[[ Quoted passage open ]]
Expert Corner

How I do surgery for resistant Congenital Talipes Equinovarus

  Mohammad Arshad Ikram 
Seremban, Malaysia

  Co-author: Gandhi Nathan Solayar





Idiopathic congenital talipes equinovarus (CTEV), also known as clubfoot, has been a recognised deformity since the time of the Ancient Egyptians and was independently described by both Hippocrates and the Aztecs. Surgical intervention began in the late 1700s with Lorenzís Achilles tenotomy. However, effective soft-tissue releases, osteotomies, and tendon releases were not developed until the late 1800s with the advent of anaesthetic improvements and aseptic techniques. The adoption of the Ponseti technique has resulted in fewer and less-invasive operations for CTEV population, with accompanying improvement in the overall gait pattern and parent satisfaction.

In the setting of resistant CTEV, a variety of further soft-tissue procedures have been described ranging from a limited posterior release to extensive postero-medial surgery. In 1979, Turco described the outcome in feet with resistant CTEV which had failed to respond to non-operative therapy or previous surgical treatment [5]. The aim of soft-tissue release in idiopathic CTEV is to obtain anatomical correction and a mobile well-functioning foot.



I prefer to use the classic Turco one stage posteromedial procedure. The child with bilateral resistant CTEV (Figure 1) is placed supine with a surgical pad under the operating foot. A tourniquet is used without exsanguination of the limb which helps in the identification of the neurovascular bundle. An L-shape incision is marked along the medial border of the foot extending from first tarsometatarsal joint up to 6 cm of the distal leg along the medial border of the Achilles tendon.

Figure 1: Two-year-old child with bilateral CTEV


An incision is centred below the medial malleolus. After skin incision and subcutaneous tissue dissection, the rest of the exposure is continued bluntly using wet 4x4’s and peanut gauze. The Achilles tendon is dissected off the soft tissue. The paratenon layer is opened and adequate lengthening done using Z-plasty. The neurovascular bundle is identified, dissected free and protected by a vessel rubber loop. Tendons of the flexor hallucis longus and flexor digitorum longus are identified and lengthened using further Z-plasties. The posterior release is completed by incising open the capsule of the ankle and the subtalar joints and releasing the posterior talofibular and the calcaneofibular ligaments. This corrects the equinus deformity and the foot can be placed plantigrade.

Medial release involves exposure and lengthening of the tibialis posterior, release of the knot of Henry, the superficial deltoid ligament, the spring ligament, opening of the capsule of the talonavicular joint, naviculo medial cuneiform joint and the first tarsometatarsal joint. I do release the abductor hallucis muscle if there is persistent forefoot adduction. Full correction is achieved on the operating table (Figure 2).
[[ Quoted passage closed ]]
[[ Provided material open ]]
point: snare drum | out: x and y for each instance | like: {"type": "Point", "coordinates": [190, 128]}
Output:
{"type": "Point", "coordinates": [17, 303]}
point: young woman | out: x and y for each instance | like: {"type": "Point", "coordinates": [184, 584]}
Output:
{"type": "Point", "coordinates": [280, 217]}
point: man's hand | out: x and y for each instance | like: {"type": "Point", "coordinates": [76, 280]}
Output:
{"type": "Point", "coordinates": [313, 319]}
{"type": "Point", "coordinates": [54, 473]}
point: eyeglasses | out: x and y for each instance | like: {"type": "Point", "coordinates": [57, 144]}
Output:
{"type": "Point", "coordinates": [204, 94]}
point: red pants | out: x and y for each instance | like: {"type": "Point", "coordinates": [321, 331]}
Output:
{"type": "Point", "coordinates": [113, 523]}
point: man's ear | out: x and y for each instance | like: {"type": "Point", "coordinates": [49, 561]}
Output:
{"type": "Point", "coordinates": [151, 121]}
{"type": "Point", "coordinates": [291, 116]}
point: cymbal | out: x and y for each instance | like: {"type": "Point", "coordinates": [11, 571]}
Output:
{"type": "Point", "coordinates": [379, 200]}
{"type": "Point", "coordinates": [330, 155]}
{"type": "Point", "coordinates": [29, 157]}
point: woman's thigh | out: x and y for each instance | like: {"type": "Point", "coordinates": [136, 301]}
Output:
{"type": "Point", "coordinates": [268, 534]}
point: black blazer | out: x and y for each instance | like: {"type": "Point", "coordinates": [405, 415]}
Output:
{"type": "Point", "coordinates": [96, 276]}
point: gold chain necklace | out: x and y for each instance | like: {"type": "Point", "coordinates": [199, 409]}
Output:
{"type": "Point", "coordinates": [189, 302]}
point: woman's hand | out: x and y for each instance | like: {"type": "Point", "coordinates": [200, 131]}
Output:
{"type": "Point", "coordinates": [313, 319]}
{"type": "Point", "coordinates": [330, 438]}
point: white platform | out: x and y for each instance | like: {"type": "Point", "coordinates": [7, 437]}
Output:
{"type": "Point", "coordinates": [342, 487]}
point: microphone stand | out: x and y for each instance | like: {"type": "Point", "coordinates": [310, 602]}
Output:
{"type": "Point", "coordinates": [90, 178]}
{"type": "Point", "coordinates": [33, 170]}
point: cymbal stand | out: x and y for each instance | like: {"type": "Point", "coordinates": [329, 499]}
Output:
[[ Provided material closed ]]
[[ Provided material open ]]
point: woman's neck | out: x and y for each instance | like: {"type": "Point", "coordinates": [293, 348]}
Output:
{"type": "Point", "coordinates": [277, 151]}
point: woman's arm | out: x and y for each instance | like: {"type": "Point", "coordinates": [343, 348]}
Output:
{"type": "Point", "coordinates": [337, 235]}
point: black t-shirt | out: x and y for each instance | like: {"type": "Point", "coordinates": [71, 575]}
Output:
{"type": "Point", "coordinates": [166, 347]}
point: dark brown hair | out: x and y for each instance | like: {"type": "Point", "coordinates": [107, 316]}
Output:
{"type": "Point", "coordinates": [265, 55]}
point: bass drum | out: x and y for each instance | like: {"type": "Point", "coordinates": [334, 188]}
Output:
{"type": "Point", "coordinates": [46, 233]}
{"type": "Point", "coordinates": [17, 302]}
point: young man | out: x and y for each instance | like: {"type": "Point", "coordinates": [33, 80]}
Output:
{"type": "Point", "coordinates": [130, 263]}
[[ Provided material closed ]]
> Aim of the task
Copy the passage of the clubfoot surgery article from the words "An incision is" through "be placed plantigrade.", putting "vessel loop" in place of "vessel rubber loop".

> Exercise response
An incision is centred below the medial malleolus. After skin incision and subcutaneous tissue dissection, the rest of the exposure is continued bluntly using wet 4x4’s and peanut gauze. The Achilles tendon is dissected off the soft tissue. The paratenon layer is opened and adequate lengthening done using Z-plasty. The neurovascular bundle is identified, dissected free and protected by a vessel loop. Tendons of the flexor hallucis longus and flexor digitorum longus are identified and lengthened using further Z-plasties. The posterior release is completed by incising open the capsule of the ankle and the subtalar joints and releasing the posterior talofibular and the calcaneofibular ligaments. This corrects the equinus deformity and the foot can be placed plantigrade.